● Page excerpt:
::::::::
Devi Lal Vs. State of Rajasthan-8/01/2019
Circumstantial Evidence – It has been propounded that while scrutinising the circumstantial evidence, a Court has to evaluate it to ensure the chain of events is established clearly and completely to rule out any reasonable likelihood of innocence of the accused. The underlying principle is whether the chain is complete or not, indeed it would depend on the facts of each case emanating from the evidence and there cannot be a straight jacket formula which can be laid down for the purpose. But the circumstances adduced when considered collectively, it must lead only to the conclusion that there cannot be a person other than the accused who alone is the perpetrator of the crime alleged and the circumstances must establish the conclusive nature consistent only with the hypothesis of the guilt of the accused.
DATE: January 8, 2019
ACT: Section 302 & 120 B of the Indian Penal
SUPREME COURT OF INDIA
Devi Lal Vs. State of Rajasthan
[Criminal Appeal No(S). 148 of 2010]
Babu Lal Vs. State of Rajasthan
[Criminal Appeal No(S). 149 of 2010]
1. Both the appellants, Babu Lal and Devi Lal are aggrieved by the affirmation of their conviction under Section 302 and other with the aid of Section 120 B of the Indian Penal Code and sentenced to life imprisonment under the impugned Judgment dated 30th January, 2009, seek this Court’s intervention.
2. Brief facts of the case, as per prosecution, postincident, are that on 8th February 1999 at 7.15 p.m. complainant Vijay Singh (PW2) submitted a written report (Exhibit P1) at Police Station, Nimbahera, informing that he and his cousin brother Dharam Chand(deceased) were living with their families in separate houses in village Binota. In the evening of 7th February, 1999 at 6.00 p.m., daughter of the deceased Dharam Chand informed him on telephone that her father, who had gone to Bhagwanpura on Motor Cycle, had not returned. The complainant, along with other neighbours, went to search deceased Dharam Chand on 8th February, 1999 and at village Bhagwanpura, outside the godown of brother deceased Dharam Chand, found his motorcycle but his whereabouts were not made known.
On his written complaint, a missing person report (Exh. P75) was lodged. The Investigating Officer, in the course of enquiry, made from Shambhu Singh (PW3), revealed that on 7th February, 1999, accused Babu Lal had hired his jeep. Babu Lal and his labourers Logar and Bagdiram carried drum which contained wheat. The drum was alighted from the jeep on way near field of Logar, making Shambhu Singh to sit at the house of Logar and on excuse of responding to call of nature, Babu Lal, Logar and Bagdiram got away for about 1.30 hours. When they came back, the drum was not there.
On inquiry by Shambhu Singh (PW3), Babu Lal told that Logar and Bagdiram shall deliver it afterwards. On further inquiry, it revealed that on 5th February, 1999, hot altercations had taken place between Babu Lal and deceased Dharam Chand for some money transactions and on carrying such drum, Babu Lal caused some suspicion. During the course of search, it was found that from a dry well, bad odour was emitting. When freshly cut branches and leaves of the teak tree were removed, the dead body of the deceased Dharam Chand was found. On the basis of Exhibit P73, formal FIR came to be registered on 11th February, 1999 at Police Station, Nimbahera.
::::::::
● Required task 1:
List every exhibit that the judgment excerpt refers to by its exhibit number.
● Required task 2:
Write the next part of the judgment excerpt, picking up after the sentence about the formal FIR being registered at Police Station, Nimbahera.
The entries here have no connection to the judgment excerpt.
::::::::
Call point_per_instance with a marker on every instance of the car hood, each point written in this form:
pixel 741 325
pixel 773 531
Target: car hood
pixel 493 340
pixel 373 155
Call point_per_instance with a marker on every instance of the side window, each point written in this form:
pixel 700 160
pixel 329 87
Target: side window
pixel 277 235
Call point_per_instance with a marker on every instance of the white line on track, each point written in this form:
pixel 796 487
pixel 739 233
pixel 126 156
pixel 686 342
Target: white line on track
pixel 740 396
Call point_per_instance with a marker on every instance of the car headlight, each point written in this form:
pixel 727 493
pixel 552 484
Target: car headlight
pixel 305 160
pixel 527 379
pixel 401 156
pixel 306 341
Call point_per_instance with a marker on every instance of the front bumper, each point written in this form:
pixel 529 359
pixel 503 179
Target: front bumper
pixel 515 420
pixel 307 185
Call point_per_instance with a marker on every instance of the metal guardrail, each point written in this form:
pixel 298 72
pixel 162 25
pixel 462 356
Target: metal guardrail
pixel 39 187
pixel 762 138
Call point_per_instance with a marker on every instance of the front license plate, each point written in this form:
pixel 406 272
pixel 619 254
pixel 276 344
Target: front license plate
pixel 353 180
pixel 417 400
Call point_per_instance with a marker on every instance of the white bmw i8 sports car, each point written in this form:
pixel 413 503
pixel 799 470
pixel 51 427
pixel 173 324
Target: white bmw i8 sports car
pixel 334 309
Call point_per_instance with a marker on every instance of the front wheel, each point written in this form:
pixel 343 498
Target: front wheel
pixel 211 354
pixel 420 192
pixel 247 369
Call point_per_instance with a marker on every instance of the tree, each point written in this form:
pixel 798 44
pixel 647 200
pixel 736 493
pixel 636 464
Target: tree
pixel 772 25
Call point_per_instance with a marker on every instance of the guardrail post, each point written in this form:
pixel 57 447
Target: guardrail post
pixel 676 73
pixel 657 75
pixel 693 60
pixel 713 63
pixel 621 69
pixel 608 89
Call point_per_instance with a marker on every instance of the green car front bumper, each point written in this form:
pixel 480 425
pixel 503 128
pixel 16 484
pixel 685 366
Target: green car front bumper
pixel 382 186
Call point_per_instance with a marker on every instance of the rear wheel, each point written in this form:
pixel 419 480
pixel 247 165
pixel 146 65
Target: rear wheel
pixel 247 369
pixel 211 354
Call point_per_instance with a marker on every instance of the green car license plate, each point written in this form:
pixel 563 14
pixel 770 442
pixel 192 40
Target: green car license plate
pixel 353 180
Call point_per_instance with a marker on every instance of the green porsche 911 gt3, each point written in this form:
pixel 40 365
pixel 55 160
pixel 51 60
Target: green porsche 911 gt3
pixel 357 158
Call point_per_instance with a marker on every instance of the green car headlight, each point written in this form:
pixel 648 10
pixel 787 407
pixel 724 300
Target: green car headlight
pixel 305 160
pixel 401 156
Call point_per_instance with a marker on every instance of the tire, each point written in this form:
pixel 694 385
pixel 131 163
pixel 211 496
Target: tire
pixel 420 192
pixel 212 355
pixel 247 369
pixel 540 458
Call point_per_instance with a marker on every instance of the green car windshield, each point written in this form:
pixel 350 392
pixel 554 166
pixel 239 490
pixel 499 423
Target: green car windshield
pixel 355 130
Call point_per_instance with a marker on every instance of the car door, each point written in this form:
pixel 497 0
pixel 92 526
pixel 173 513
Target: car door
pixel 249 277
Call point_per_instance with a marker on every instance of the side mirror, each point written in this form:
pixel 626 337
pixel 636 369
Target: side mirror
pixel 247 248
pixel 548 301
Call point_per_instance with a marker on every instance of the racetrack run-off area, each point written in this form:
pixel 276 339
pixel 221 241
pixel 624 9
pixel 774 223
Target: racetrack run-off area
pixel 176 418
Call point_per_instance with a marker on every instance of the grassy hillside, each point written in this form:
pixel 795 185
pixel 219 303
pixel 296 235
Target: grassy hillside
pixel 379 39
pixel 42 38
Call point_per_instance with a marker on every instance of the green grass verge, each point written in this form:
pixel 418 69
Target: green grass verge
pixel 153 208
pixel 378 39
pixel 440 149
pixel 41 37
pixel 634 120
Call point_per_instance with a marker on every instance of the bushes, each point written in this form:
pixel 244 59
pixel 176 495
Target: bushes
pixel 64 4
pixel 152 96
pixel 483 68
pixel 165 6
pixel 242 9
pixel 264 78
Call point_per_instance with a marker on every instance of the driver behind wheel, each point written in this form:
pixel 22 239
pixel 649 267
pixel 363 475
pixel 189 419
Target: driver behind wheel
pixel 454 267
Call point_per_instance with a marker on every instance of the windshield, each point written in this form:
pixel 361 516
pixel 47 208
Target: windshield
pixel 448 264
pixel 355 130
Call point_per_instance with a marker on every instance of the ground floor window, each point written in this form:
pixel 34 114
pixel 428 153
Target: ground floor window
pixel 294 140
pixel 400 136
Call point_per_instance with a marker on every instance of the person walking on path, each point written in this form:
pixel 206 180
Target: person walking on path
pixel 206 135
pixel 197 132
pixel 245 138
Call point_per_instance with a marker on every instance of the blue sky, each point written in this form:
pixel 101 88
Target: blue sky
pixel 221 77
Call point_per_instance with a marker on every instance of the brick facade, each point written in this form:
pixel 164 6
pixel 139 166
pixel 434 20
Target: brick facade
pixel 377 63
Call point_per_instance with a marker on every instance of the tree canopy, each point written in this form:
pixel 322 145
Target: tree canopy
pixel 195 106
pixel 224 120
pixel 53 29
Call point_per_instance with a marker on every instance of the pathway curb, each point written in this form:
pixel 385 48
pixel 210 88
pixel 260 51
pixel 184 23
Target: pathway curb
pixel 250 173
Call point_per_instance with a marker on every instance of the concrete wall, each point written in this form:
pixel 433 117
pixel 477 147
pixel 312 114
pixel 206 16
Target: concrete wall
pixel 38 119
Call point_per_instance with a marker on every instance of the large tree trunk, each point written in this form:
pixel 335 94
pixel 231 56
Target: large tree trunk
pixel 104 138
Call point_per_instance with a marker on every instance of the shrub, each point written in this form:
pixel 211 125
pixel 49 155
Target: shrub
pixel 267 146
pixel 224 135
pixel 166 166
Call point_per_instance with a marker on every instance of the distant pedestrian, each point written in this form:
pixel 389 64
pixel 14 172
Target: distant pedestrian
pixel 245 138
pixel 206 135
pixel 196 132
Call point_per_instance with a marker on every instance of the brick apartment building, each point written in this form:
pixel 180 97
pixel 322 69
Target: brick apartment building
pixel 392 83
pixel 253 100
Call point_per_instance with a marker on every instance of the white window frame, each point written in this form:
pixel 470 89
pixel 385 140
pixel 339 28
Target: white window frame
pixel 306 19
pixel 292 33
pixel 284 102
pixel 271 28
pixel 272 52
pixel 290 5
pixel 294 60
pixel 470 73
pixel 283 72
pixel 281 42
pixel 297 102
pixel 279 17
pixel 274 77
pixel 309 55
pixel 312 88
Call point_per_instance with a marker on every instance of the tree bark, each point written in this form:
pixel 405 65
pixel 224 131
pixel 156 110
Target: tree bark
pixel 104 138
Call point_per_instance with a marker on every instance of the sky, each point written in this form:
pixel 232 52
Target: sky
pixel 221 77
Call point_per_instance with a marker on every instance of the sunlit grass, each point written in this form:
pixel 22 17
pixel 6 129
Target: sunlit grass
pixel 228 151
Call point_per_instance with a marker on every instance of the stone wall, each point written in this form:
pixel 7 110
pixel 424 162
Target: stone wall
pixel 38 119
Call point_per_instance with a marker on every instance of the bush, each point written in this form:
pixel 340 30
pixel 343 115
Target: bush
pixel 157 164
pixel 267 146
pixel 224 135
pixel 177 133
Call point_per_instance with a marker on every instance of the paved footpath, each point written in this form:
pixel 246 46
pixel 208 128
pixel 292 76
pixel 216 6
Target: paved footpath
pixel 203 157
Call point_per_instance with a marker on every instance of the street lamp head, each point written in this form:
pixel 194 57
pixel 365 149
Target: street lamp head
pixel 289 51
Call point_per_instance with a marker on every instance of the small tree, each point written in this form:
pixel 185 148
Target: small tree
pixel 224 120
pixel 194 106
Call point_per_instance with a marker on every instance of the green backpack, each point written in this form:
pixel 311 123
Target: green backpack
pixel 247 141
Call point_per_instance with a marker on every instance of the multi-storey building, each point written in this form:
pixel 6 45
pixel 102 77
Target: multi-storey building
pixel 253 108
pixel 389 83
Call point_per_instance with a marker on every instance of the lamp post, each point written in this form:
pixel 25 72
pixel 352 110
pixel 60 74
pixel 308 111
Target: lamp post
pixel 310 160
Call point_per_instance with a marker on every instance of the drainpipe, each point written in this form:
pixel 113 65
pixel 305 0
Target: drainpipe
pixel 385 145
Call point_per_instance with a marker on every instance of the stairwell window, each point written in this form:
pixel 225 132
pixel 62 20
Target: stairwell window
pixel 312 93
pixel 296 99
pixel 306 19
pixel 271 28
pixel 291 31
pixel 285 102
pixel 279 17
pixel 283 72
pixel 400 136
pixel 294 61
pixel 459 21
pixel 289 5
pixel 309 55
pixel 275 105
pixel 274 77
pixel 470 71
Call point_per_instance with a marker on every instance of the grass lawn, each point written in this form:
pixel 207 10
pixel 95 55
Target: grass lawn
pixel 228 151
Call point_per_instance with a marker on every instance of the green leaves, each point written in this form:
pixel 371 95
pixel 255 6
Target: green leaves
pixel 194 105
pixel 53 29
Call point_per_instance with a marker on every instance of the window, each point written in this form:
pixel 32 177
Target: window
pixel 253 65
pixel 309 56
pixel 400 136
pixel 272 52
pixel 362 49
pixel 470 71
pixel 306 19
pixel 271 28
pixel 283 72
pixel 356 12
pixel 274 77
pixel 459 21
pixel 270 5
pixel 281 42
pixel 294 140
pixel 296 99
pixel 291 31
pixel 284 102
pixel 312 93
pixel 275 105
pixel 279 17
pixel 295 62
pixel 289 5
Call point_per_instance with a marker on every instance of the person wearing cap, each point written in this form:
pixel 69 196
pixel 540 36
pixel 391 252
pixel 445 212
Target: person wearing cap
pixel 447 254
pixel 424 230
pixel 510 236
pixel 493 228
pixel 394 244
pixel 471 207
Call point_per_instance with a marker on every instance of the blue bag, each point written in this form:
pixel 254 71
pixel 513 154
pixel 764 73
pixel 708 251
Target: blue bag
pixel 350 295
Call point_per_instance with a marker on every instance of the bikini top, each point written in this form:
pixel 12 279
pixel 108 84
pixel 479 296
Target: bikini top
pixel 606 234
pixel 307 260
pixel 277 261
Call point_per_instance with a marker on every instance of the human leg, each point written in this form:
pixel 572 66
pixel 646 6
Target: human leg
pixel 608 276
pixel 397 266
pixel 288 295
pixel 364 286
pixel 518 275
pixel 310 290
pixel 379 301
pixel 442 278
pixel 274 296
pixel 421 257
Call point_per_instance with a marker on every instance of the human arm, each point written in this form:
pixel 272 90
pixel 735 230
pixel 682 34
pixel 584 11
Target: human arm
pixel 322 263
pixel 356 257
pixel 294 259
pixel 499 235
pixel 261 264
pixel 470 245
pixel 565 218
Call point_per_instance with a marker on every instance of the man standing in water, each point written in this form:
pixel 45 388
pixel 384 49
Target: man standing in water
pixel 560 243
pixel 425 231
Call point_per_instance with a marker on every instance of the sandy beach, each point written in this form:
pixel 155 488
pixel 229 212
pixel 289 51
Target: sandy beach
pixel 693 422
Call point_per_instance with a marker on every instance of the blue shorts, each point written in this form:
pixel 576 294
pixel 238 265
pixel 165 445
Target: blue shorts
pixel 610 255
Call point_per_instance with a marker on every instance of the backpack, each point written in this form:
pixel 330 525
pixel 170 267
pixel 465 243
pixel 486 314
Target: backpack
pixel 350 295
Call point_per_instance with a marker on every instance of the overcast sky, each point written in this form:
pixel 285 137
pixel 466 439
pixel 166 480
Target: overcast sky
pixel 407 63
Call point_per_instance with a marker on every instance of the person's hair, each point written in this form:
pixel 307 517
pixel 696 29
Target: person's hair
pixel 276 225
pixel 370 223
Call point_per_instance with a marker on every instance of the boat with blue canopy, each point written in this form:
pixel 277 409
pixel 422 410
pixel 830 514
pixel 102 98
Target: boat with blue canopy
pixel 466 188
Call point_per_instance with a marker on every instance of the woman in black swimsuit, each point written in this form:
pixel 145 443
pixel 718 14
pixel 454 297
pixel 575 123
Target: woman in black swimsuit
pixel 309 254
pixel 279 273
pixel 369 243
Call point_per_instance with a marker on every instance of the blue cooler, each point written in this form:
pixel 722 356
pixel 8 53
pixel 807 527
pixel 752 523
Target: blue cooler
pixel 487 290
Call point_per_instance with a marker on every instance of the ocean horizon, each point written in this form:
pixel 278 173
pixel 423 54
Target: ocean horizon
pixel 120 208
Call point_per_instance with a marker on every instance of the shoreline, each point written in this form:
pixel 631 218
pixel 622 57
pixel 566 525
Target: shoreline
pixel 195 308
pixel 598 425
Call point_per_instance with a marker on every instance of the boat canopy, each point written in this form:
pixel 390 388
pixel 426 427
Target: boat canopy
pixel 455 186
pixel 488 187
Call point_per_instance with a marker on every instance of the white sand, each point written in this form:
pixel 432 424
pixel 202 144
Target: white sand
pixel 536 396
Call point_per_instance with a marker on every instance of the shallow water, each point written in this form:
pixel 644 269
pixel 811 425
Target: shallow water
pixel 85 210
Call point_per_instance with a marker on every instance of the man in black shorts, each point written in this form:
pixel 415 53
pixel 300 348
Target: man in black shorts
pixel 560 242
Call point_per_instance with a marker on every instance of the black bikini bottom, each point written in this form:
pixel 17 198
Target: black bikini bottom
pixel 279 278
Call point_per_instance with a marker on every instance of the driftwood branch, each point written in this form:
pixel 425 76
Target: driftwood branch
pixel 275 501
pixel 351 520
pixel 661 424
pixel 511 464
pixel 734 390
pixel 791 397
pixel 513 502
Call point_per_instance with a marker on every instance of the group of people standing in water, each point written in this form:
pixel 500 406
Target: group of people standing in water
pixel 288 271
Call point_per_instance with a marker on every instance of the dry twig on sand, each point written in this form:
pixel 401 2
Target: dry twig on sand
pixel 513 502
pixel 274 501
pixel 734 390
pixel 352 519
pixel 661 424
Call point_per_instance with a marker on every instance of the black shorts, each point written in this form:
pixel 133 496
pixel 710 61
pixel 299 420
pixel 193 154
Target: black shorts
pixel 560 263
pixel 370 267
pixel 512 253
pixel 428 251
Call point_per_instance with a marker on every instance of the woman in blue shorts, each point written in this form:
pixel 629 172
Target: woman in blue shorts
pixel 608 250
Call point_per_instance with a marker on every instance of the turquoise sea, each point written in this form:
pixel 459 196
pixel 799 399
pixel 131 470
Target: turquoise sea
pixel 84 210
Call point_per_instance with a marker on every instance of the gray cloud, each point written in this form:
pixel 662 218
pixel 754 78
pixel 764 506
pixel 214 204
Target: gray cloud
::::::::
● Exercise answer 1:
Exhibit P1, Exh. P75, and Exhibit P73.

● Exercise answer 2:
3. After the investigation, chargesheet was filed against the four accused persons namely, Babu Lal, Devi Lal, Keshu Ram @ Panchiya Meena and Logar Rawat. All the four faced trial. The learned trial Judge by its impugned judgment acquitted the accused persons Keshu Ram @ Panchiya Meena and Logar Rawat holding accused Babu Lal guilty for the offence under Section 302 read with Section 34 and 120B IPC and appellant Devi Lal for the offence of Section 120B IPC, of hatching a conspiracy to commit murder.
4. The appeals preferred by both the appellants before the High Court came to be dismissed affirming their conviction and sentence vide judgment impugned dated 30th January, 2009.
5. Before adverting to the rival submissions, it would be apposite to first take analysis of the evidence on record.
6. The case of the prosecution is based on circumstantial evidence. The circumstances which lead the trial Judge to held the appellants guilty under Section 302 and 120B IPC and confirmed by the High Court is primarily based on the evidence of complainant Vijay Singh (PW2), Vandna (PW5) and Uma Devi (PW10), daughter and wife of the deceased and also relied upon the extra judicial confession made by the coaccused Babu Lal to Shambhu Singh (PW3).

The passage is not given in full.